Una Presidente a Roma

Michelle Bachelet - La Presidente del Cile insieme al Presidente Giorgio Napolitano all'inaugurazione dell'Anno Accademico dell'Università Roma Tre.

Angelucci Nadia Mercoledi, 25/03/2009 - Articolo pubblicato nel mensile NoiDonne di Ottobre 2007

Più di tante parole sono piccoli segnali, a volte a margine e cornice di una situazione, che riescono a dare un significato ad un contesto.
Nell’Aula Magna dell’Università Roma Tre, che per l’occasione ospitava, nel segno della tradizione, docenti abbigliati con toghe ed ermellini, l’arrivo sorridente e disinvolto di Michelle Bachelet, Presidenta del Cile, il suo breve ma gioioso saluto a Giuliana Sgrena malgrado la presenza massiccia del servizio d’ordine e il tailler tra il fucsia e viola acceso indossato dalla Presidenta, hanno portato un soffio di aria nuova e buonumore.
Anche il suo atteggiamento durante l’intervento ha sottolineato una discontinuità rispetto alla rigidità della tradizione e un’attenzione speciale a privilegiare il rapporto diretto con la platea, che ha coinvolto nel suo ragionamento parlando praticamente a braccio e rivolgendosi direttamente all’uditorio. Piccoli segnali, certo. Ma nell’immobilismo a cui siamo abituati anche uno sbattere d’ali sembra una cannonata.

## [DATI ARCHIVIATI]
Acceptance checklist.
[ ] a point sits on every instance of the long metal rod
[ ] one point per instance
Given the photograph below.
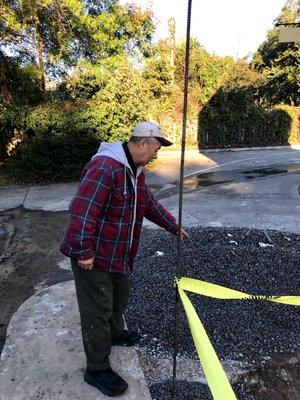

## [PROBLEMI DA RISOLVERE]
(a) Rispondi alle domande seguenti basandoti sull'articolo su Michelle Bachelet a Roma Tre:
(i) In quale mensile è stato pubblicato l'articolo, e in quale mese e anno?
(ii) Chi ha ricevuto il breve saluto di Michelle Bachelet nell'Aula Magna?
(iii) Di quale colore era il tailleur indossato dalla Presidenta?
(b) Stampa alla lettera il passo dell'articolo su Michelle Bachelet a Roma Tre che parte da "Una Presidente a" e prosegue fino a "ad un contesto.".
(c) Procedi con la stesura dell'articolo su Michelle Bachelet a Roma Tre, riprendendo dopo l'ultima frase riportata.

## [RISPOSTE FINALI]
(a)
(i) Nel mensile NoiDonne, a ottobre 2007.
(ii) Giuliana Sgrena.
(iii) Tra il fucsia e il viola acceso.

(b)
Una Presidente a Roma

Michelle Bachelet - La Presidente del Cile insieme al Presidente Giorgio Napolitano all'inaugurazione dell'Anno Accademico dell'Università Roma Tre.

Angelucci Nadia Mercoledi, 25/03/2009 - Articolo pubblicato nel mensile NoiDonne di Ottobre 2007

Più di tante parole sono piccoli segnali, a volte a margine e cornice di una situazione, che riescono a dare un significato ad un contesto.

(c)
E ancora, un ricordo emozionante legato al colpo di stato del 1973. All’indomani del golpe in Cile Giorgio Napolitano, che oggi accoglie la Presidenta Bachelet, aprì in Piazza Santissimi Apostoli, a Roma, la prima manifestazione di solidarietà contro il brutale rovesciamento del governo di Salvador Allende. Nel settembre del 1973 Michelle Bachelet aveva 22 anni e le toccò assistere, come a tanti suoi concittadini, al bombardamento della Moneda, il palazzo del governo, e alla fine sanguinosa del governo democratico. C’è, in questo incontro tra Presidenti che hanno vissuto in maniera così differente lo stesso avvenimento, qualcosa di commovente che ha a che vedere con la fatalità e il rigore della Storia. C’è anche il segno della forza propulsiva di un continente, l’America Latina, capace di svegliarsi da un incubo e rilanciare, nel caso del Cile, con una presidenza femminile piena di contenuti e, forse, l’immobilismo della nostra Europa il cui ricambio di una classe dirigente, seppur meritevole, appare impossibile.
Queste sono le ragioni che ci spingono a guardare con interesse il percorso del Cile che, anche se in modo più moderato, si inserisce nel processo più ampio dei paesi sudamericani che stanno mostrando la volontà di sperimentare nuove soluzioni politiche e nuovi modelli sociali.
La Bachelet, il cui padre, generale fedele ad Allende, morì in seguito alle torture subite nelle prigioni della dittatura, fu lei stessa imprigionata nel tristemente noto carcere clandestino di Villa Grimaldi.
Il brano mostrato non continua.